* EXTRACT TO READ
For the second straight month, B.C. is reporting the highest monthly total for deaths due to illicit substances.
The BC Coroners Service has published an updated report on illicit drug toxicity deaths and fentanyl-detected drug deaths for June.
“For the second month in a row, this province has experienced the highest number of deaths ever as a result of illicit substances with 175 lives lost, leaving behind grief and frustration while this public health emergency carries on into its fifth year,” said Lisa Lapointe, chief coroner for the BC Coroners Service in a news release.
“We know the COVID-19 pandemic has impacted people who use drugs, as it has all British Columbians. Access to key harm reduction services has been a challenge and our social networks are smaller.”
The illicit drug death total for June surpassed the previous highs of 171 (May 2020) and 161 (December 2016) and now, B.C. has recorded four consecutive months with more than 100 illicit drug toxicity deaths.
That’s a 130 per cent increase over the 76 deaths reported in June 2019.
“Today’s report clearly shows us that the tragedy of overdose deaths from the toxic street drug supply in B.C. continues to escalate. While much effort has been made to reduce harm, remove stigma and provide the care that people living with addiction need, the impacts of the pandemic have made the situation dire for too many,” said Provincial Health Officer Dr. Bonnie Henry in the release.
“We remain focused on this critical work and will not let up. For the families who have lost loved ones, please know we too feel your loss. These are our brothers and sisters, our neighbours, our community members. All of us must reach out and let people who use drugs know they are not alone and there is help.”
There have been 728 illicit drug deaths to date in 2020 in B.C., and the number of deaths in each health authority is at or near the highest monthly totals ever recorded.
Vancouver Coastal Health Authority now has the highest rate of illicit drug toxicity deaths (33 deaths per 100,000 individuals) followed by the Northern Health Authority (32 deaths per 100,000) in 2020. Overall, the rate in B.C. is 29 deaths per 100,000 in 2020.
There have been 16 drug illicit overdose deaths in Prince George in 2020.
There were six new illicit drug toxicity deaths recorded in Prince George in May. In April, the city’s year-to-date death total was nine, which then climbed to 15 in May.

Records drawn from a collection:
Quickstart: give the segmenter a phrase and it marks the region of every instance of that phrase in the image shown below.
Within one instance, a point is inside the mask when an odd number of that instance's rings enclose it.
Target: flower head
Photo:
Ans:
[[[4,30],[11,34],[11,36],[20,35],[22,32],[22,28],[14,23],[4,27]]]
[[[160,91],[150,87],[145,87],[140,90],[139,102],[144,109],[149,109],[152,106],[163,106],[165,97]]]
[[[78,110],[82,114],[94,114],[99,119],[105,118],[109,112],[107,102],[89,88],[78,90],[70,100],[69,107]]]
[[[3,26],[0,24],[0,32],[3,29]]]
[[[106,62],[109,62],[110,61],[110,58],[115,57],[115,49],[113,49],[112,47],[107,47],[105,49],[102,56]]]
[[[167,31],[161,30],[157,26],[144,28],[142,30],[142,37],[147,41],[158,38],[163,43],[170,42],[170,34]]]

* PROBLEMS TO WORK ON
[1] From the text on B.C. overdose deaths, reproduce everything from "The illicit drug" down to "in the release.".
[2] List every death rate per 100,000 people that the text on B.C. overdose deaths gives, with the area each one applies to.

* SET OF ANSWERS
[1]
The illicit drug death total for June surpassed the previous highs of 171 (May 2020) and 161 (December 2016) and now, B.C. has recorded four consecutive months with more than 100 illicit drug toxicity deaths.
That’s a 130 per cent increase over the 76 deaths reported in June 2019.
“Today’s report clearly shows us that the tragedy of overdose deaths from the toxic street drug supply in B.C. continues to escalate. While much effort has been made to reduce harm, remove stigma and provide the care that people living with addiction need, the impacts of the pandemic have made the situation dire for too many,” said Provincial Health Officer Dr. Bonnie Henry in the release.

[2]
- Vancouver Coastal Health Authority: 33 deaths per 100,000 in 2020
- Northern Health Authority: 32 deaths per 100,000 in 2020
- B.C. overall: 29 deaths per 100,000 in 2020